[Entries from a dataset]
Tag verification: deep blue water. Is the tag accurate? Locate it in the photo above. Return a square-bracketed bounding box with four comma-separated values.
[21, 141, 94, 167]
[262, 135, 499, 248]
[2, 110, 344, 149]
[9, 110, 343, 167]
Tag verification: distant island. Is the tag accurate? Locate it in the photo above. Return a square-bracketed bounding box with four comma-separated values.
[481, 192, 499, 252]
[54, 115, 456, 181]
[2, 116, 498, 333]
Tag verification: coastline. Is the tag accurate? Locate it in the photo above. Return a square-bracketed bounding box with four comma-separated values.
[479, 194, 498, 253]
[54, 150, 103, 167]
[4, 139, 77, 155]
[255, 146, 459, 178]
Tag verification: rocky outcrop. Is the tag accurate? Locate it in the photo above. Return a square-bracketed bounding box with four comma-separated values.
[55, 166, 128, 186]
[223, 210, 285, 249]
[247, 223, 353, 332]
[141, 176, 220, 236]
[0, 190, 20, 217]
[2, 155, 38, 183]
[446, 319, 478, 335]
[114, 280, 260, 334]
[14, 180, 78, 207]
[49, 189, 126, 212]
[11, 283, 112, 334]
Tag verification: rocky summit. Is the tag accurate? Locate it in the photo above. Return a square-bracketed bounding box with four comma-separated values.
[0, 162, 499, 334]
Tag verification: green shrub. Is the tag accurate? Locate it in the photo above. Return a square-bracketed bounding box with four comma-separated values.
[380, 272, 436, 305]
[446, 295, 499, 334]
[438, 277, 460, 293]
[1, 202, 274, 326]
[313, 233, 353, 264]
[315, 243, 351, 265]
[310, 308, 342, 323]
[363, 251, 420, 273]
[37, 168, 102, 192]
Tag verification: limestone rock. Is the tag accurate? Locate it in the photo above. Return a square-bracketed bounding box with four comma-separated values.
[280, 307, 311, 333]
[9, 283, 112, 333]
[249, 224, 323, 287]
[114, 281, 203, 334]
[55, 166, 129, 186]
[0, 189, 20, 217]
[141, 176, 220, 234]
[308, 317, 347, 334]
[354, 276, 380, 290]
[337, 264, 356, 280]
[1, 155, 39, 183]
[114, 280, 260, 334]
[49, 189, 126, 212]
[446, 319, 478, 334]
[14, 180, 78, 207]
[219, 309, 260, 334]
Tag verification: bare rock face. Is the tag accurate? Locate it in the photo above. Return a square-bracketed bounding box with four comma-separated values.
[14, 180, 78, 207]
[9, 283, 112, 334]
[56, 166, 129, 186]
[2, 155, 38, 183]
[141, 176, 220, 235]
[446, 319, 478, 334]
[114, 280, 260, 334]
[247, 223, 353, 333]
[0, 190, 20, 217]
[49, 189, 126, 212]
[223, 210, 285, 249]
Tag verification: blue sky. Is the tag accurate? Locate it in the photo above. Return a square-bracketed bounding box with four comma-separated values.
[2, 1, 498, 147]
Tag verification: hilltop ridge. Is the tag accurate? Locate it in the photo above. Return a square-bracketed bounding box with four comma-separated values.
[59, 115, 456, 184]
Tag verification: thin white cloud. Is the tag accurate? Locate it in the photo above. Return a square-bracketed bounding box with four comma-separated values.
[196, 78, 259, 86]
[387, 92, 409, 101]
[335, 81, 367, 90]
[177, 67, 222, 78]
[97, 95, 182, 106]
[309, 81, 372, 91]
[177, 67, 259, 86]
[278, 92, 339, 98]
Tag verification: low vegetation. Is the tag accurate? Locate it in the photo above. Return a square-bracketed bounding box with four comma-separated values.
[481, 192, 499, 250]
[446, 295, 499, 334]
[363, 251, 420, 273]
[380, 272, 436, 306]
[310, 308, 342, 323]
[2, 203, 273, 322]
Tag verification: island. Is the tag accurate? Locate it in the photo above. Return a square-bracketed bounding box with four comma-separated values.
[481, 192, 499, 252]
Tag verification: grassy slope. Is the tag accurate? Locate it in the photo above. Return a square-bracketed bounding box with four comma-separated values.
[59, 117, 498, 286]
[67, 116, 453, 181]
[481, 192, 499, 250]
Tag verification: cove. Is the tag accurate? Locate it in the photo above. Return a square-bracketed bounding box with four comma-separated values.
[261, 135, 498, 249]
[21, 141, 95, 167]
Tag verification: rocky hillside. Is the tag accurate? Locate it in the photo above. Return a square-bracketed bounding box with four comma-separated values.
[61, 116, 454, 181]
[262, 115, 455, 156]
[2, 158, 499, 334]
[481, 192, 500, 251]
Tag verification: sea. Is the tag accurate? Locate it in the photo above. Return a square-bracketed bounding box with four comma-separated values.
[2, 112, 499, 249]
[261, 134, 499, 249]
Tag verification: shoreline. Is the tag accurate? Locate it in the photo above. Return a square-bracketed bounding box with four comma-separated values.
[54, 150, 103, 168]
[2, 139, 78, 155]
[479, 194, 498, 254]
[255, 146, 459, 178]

What this task involves:
Could you give these entries again with "Tag verification" swapped for "Label check" throughout, leaving everything else as it is?

Expected answer:
Label check: deep blue water. Is the tag accurate? Locate it in the photo above. Return a square-bracketed bounding box with four comma-separated values.
[21, 141, 94, 167]
[262, 135, 499, 248]
[2, 110, 344, 149]
[9, 110, 343, 167]
Label check: distant island. Is the tag accurate? Locate it in the photo above. Return a square-bracketed bounding box with four comma-separated values.
[481, 192, 499, 252]
[54, 115, 456, 181]
[2, 116, 498, 333]
Label check: coastline. Is the tag accurate? Locate it in the photo above. Return a square-bracketed bounding box with four comma-separated values.
[479, 194, 498, 253]
[54, 150, 103, 167]
[4, 139, 77, 155]
[255, 146, 459, 178]
Label check: rocky outcrop. Is the tag accurate? Locate it in the photo above. Return a square-bracketed bounding box with four comma-separated values.
[55, 166, 128, 186]
[223, 210, 285, 249]
[247, 223, 353, 332]
[141, 176, 220, 236]
[0, 190, 20, 217]
[2, 155, 38, 183]
[446, 319, 478, 335]
[114, 280, 260, 334]
[14, 180, 78, 207]
[49, 189, 126, 212]
[11, 283, 112, 334]
Label check: rocky summit. Is the tag accurate? Locate it in the photo above. Return a square-bracketed bounding box with four comma-separated values.
[0, 162, 499, 334]
Label check: green shrub. Is the tag accurate? Locate it in the photo above. Return a square-bracketed bounding box with four comma-separated values.
[380, 272, 436, 305]
[446, 295, 499, 334]
[438, 277, 460, 293]
[1, 202, 274, 326]
[313, 233, 353, 264]
[315, 243, 351, 265]
[310, 308, 342, 323]
[363, 251, 420, 273]
[37, 168, 102, 192]
Label check: limestone rock. Is the tag accurate? Locate it in the photo above. Return a square-bracketed bounding box with four comma-separated values.
[280, 307, 311, 333]
[9, 283, 112, 333]
[249, 224, 323, 287]
[114, 281, 203, 334]
[55, 166, 129, 186]
[0, 189, 20, 217]
[141, 176, 220, 234]
[308, 317, 347, 334]
[354, 276, 380, 290]
[337, 264, 356, 280]
[1, 155, 39, 183]
[114, 280, 260, 334]
[49, 189, 126, 212]
[446, 319, 478, 334]
[14, 180, 78, 207]
[219, 309, 260, 334]
Label check: bare rock face. Is the tag accurate? Locate it in the photo above. Return a square-bracketed bounding box with four comma-separated values.
[14, 180, 78, 207]
[9, 283, 112, 334]
[56, 166, 129, 186]
[2, 155, 38, 183]
[141, 176, 220, 235]
[446, 319, 478, 334]
[114, 280, 260, 334]
[247, 223, 353, 333]
[0, 190, 20, 217]
[49, 189, 126, 212]
[223, 210, 285, 249]
Label check: blue sky. Is the tag accurate? Locate it in the photo above. Return a square-bracketed bounding box with four comma-separated values.
[2, 1, 498, 147]
Label check: hilltop ridge. Is the tag accurate? Locate it in the photo above. Return a square-bracketed bounding box with four comma-separated values.
[59, 115, 456, 184]
Label check: thin white cloud. Is the tag accurate? Locate it in the photo above. Return a square-bracketed bounding box with four comma-separated values.
[196, 78, 259, 86]
[387, 92, 409, 101]
[335, 81, 367, 90]
[177, 67, 222, 78]
[97, 95, 182, 106]
[309, 81, 372, 91]
[177, 67, 259, 86]
[278, 92, 339, 98]
Label check: low vegetation. Is the tag accurate? Locate it in the photo above. Return a square-bracketed bounding box with four comma-separated values.
[481, 192, 499, 250]
[446, 295, 499, 334]
[363, 251, 420, 273]
[380, 272, 436, 306]
[310, 308, 342, 323]
[2, 203, 273, 322]
Label check: island. Is the tag accurate? Locate it in the photo above. Return a square-bracketed bounding box with four comma-separated values.
[481, 192, 499, 252]
Label check: grassy slope. Is the tag accurate? Locate it in the photo above. Return a square-bracketed bounding box with four comma-separated values.
[59, 117, 498, 286]
[67, 116, 453, 181]
[481, 192, 499, 250]
Label check: cove. Is the tag accurate? Locate it in the photo above. Return a square-bracketed bounding box with four comma-separated values.
[261, 135, 498, 249]
[21, 141, 95, 167]
Label check: rocky hillside. Is the tag accurate? Locate it in the photo above. Return a square-bracketed bounding box with four comma-separated values.
[61, 116, 454, 181]
[262, 115, 455, 156]
[2, 158, 499, 334]
[481, 192, 500, 251]
Label check: sea. Is the tag accurate? Locate it in the photo above. Return a square-bracketed bounding box with four comma-separated values.
[2, 112, 499, 249]
[261, 134, 499, 249]
Label check: shoreline. Is the tag accurate? Locate it in the photo above. Return a square-bracketed bounding box with four comma-separated values.
[54, 150, 103, 168]
[2, 139, 78, 155]
[479, 194, 498, 254]
[255, 146, 459, 178]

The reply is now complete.